┌─ Source records

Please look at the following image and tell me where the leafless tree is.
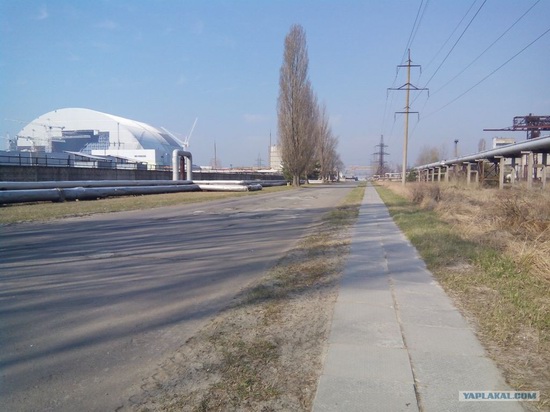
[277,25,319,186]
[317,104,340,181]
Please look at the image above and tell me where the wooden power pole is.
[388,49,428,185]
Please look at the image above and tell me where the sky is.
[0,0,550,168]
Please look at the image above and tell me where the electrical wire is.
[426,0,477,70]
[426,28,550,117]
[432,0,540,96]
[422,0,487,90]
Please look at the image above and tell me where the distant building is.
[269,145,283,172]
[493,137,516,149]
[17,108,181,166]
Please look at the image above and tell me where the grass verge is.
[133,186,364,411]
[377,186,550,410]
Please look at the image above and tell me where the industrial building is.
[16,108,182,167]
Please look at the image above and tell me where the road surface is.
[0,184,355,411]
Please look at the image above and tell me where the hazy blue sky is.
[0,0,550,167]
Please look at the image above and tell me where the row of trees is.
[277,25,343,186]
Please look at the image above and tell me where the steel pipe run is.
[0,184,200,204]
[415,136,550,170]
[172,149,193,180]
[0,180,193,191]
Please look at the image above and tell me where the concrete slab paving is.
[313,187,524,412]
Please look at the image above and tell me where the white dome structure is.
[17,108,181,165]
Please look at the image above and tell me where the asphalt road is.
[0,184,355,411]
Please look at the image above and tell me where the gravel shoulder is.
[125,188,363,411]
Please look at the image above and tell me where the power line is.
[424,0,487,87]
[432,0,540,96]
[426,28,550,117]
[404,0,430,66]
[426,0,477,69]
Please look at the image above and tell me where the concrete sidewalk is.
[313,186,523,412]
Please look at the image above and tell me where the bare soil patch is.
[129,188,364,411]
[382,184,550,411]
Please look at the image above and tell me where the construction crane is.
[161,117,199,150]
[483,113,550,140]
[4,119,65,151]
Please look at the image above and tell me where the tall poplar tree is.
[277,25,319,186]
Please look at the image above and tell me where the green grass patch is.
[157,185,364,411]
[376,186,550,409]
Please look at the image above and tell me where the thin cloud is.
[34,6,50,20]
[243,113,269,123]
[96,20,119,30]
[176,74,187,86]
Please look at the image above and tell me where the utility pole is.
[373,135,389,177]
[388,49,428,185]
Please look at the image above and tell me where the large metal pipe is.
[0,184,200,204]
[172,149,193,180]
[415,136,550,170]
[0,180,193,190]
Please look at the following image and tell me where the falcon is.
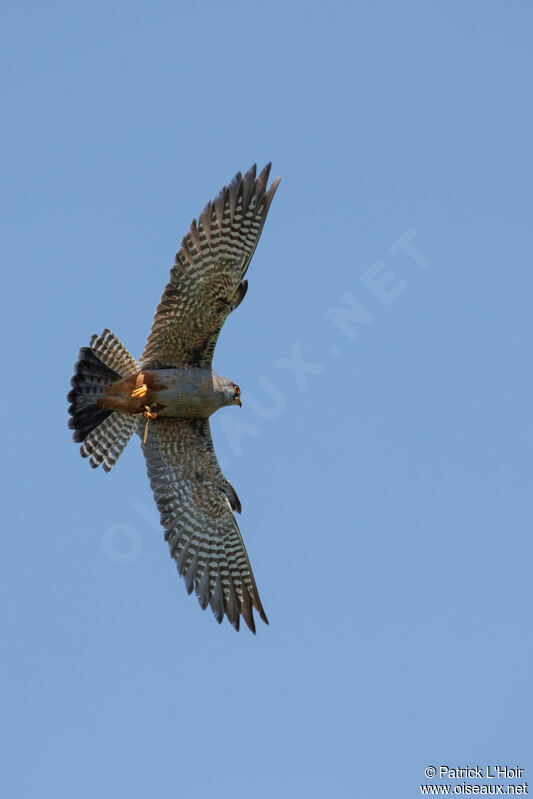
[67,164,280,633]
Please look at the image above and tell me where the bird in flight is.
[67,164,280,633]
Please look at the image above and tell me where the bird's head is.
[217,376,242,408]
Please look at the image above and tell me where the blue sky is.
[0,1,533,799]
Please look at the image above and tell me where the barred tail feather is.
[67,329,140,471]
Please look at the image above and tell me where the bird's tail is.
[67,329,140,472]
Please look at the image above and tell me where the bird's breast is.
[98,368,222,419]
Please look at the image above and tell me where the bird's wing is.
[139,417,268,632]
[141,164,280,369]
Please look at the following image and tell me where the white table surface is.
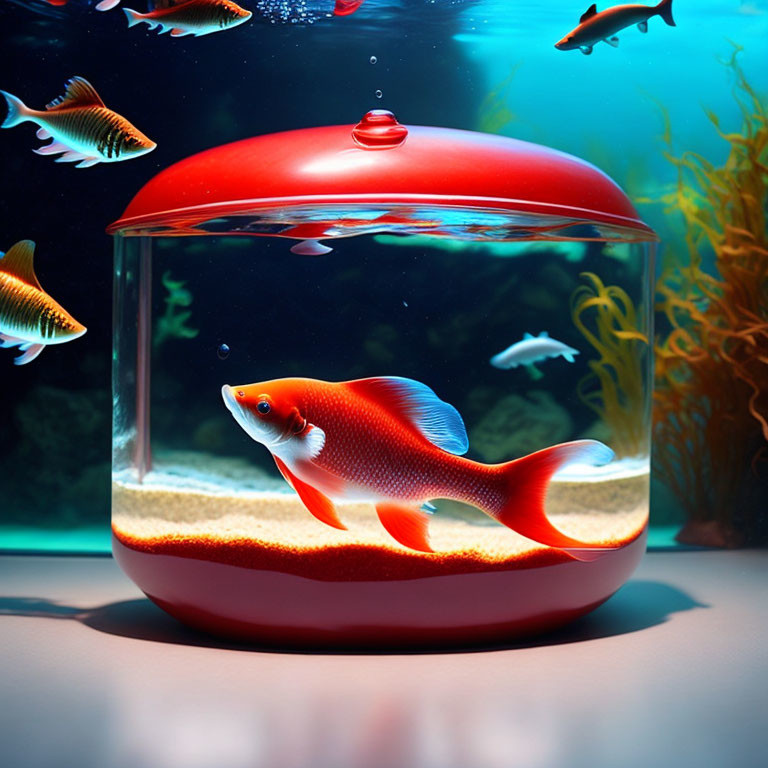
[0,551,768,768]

└─

● What to produce
Convert the rows above into a two-column CSV with the headers "text" and "boxes". Give one CSV line for each row, put its wording and its bounding boxes in one quoted field each with line breaks replaced by spaces, and leave out the pictures.

● Solution for this exercise
text,boxes
"Please look at the following image and tell me where the leafless tree is.","[277,25,319,186] [317,104,340,181]"
"Please look at the image above and tell me where the wooden power pole is.","[388,49,428,185]"
"Please look at the image above and tell me where the sky is.","[0,0,550,168]"
"Please look at the image above and tell me where the electrical wire is.","[426,0,477,70] [426,28,550,117] [432,0,540,96] [422,0,487,90]"
"Please look at the image above and tell me where the distant building is.","[269,145,283,172] [493,137,516,149] [17,108,181,166]"
"Please look at the image above and tell me where the grass verge is.","[133,186,364,411] [377,186,550,410]"
"Please look at the image above and tell me where the industrial building is.","[16,108,182,167]"
"Please look at the image above and tell me where the road surface is.","[0,184,355,411]"
"Please look at the image above and tell me where the hazy blue sky is.","[0,0,550,167]"
"Please look at the image above and tell me where the row of trees is.","[277,25,343,186]"
"Please look at the image above and tell me where the steel pipe run is.","[0,184,200,204] [415,136,550,170] [172,149,193,180] [0,180,193,191]"
"Please look at the image above and tell me where the concrete slab paving is.","[313,187,524,412]"
"Please look at the image above and tell me where the white dome structure is.","[17,108,181,165]"
"Please look at the image above and tell me where the asphalt road is.","[0,184,355,411]"
"Please look at the image above and tell me where the gravel shoulder is.","[125,188,363,411]"
"Please look at the image above and tell me where the power line is.","[424,0,487,87] [432,0,540,96] [426,28,550,117] [404,0,430,66] [426,0,477,69]"
"Please look at the image above and tell me where the concrete sidewalk is.","[313,186,523,412]"
"Please look at the image above and tell me where the bare soil patch is.","[129,188,364,411] [382,184,550,411]"
"Please look at the image above and tell me where the construction crane is.","[161,117,199,150] [483,113,550,140] [4,119,65,151]"
"Please look at the image above and tell me where the tall poplar tree is.","[277,25,319,186]"
"Please look at the image above and tell me where the green grass patch is.","[157,185,364,411] [376,186,550,409]"
"Please look at the image above and tell me where the thin cloud is.","[34,6,50,20] [243,113,269,123] [96,20,119,30] [176,74,187,86]"
"Please look at the image above and tell me where the utility pole is.","[373,135,389,177] [388,49,428,185]"
"Please look at the image above and tell me where the large metal pipe is.","[0,184,200,204] [172,149,193,180] [415,136,550,170] [0,180,193,190]"
"Please look at the following image and tell me where the falcon is.","[67,164,280,633]"
"Please look at the image above and tell me where the bird in flight is.","[67,164,280,633]"
"Please look at the image above and tell me where the bird's head is.","[217,376,242,408]"
"Please look at the image above and tell me where the blue sky is.","[0,1,533,799]"
"Please look at the image above and tell me where the barred tail feather is.","[67,329,140,471]"
"Please look at the image above and tell me where the bird's tail is.","[67,329,140,472]"
"Please look at the image above and tell me where the bird's breast is.","[98,368,222,419]"
"Please look at the image above and tell me where the bird's wing is.","[139,417,268,632] [141,164,280,369]"
"Please look at the following image and tell me where the white table surface is.","[0,551,768,768]"